Task instructions: Set the listing down once more, exactly as given.

═════ Data to process ═════

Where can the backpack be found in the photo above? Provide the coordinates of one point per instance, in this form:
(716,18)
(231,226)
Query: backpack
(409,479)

═════

Result for this exercise:
Where can the backpack be found in the photo above? Provide the coordinates of one point per instance, in this form:
(716,18)
(231,226)
Query: backpack
(409,479)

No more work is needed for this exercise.